TASK OBJECTIVE
Write out all lines of the entries below again, requests included, and move every x and y coordinate in the answers by -45, leaving the request text unchanged. Leave the pictures out.

(Excerpts from point annotation data)

----

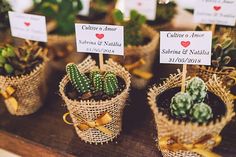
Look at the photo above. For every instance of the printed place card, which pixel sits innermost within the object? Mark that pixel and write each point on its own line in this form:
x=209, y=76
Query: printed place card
x=27, y=26
x=190, y=47
x=144, y=7
x=85, y=9
x=222, y=12
x=106, y=39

----

OUTPUT FOR THIS EXERCISE
Look at the photo above. For every instance of the printed place card, which pixel sits innermost within the object? Mark that pixel and write each point on its own line in this form:
x=209, y=76
Query: printed place card
x=-18, y=-19
x=145, y=2
x=99, y=-38
x=40, y=-36
x=177, y=-33
x=61, y=-6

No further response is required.